*** SUPPLIED MATERIAL ***
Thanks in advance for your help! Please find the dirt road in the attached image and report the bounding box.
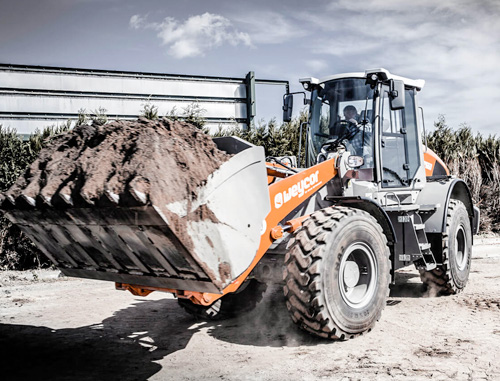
[1,238,499,381]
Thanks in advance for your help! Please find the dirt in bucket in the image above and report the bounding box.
[4,118,231,210]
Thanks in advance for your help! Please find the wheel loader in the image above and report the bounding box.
[0,68,479,340]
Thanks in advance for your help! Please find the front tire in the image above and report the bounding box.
[419,199,472,295]
[283,206,391,340]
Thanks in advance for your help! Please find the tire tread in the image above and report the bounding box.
[283,206,391,340]
[419,199,471,295]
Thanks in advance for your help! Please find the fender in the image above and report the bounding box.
[326,196,397,245]
[416,178,477,235]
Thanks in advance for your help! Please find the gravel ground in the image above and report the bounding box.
[0,237,499,381]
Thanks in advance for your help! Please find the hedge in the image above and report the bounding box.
[0,112,498,270]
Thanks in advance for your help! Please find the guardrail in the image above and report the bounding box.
[0,63,289,134]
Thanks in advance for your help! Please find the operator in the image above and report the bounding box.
[341,105,372,166]
[343,105,359,125]
[341,105,363,154]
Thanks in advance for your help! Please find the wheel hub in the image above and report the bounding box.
[343,261,360,288]
[339,242,378,309]
[455,225,468,271]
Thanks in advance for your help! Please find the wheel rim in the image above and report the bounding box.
[338,242,378,309]
[455,225,468,271]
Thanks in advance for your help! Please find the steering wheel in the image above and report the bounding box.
[335,120,359,140]
[315,120,359,152]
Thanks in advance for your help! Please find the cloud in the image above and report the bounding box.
[231,11,309,44]
[129,14,147,30]
[296,0,500,134]
[305,59,328,72]
[129,13,251,59]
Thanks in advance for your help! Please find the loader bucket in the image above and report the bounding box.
*** End of SUPPLIED MATERIAL ***
• [DESCRIPTION OF THE TASK]:
Give again only the lines of the material above that run from the one with "Thanks in advance for your help! Please find the cloud" through the end, both included, exactly as they appear.

• [TASK ANSWER]:
Thanks in advance for your help! Please find the cloud in the image above and report the bounding box.
[231,11,309,44]
[129,14,147,30]
[296,0,500,134]
[305,59,328,72]
[129,13,251,59]
Thanks in advance for your help! Please find the loader bucket in the image above and report the bounding box.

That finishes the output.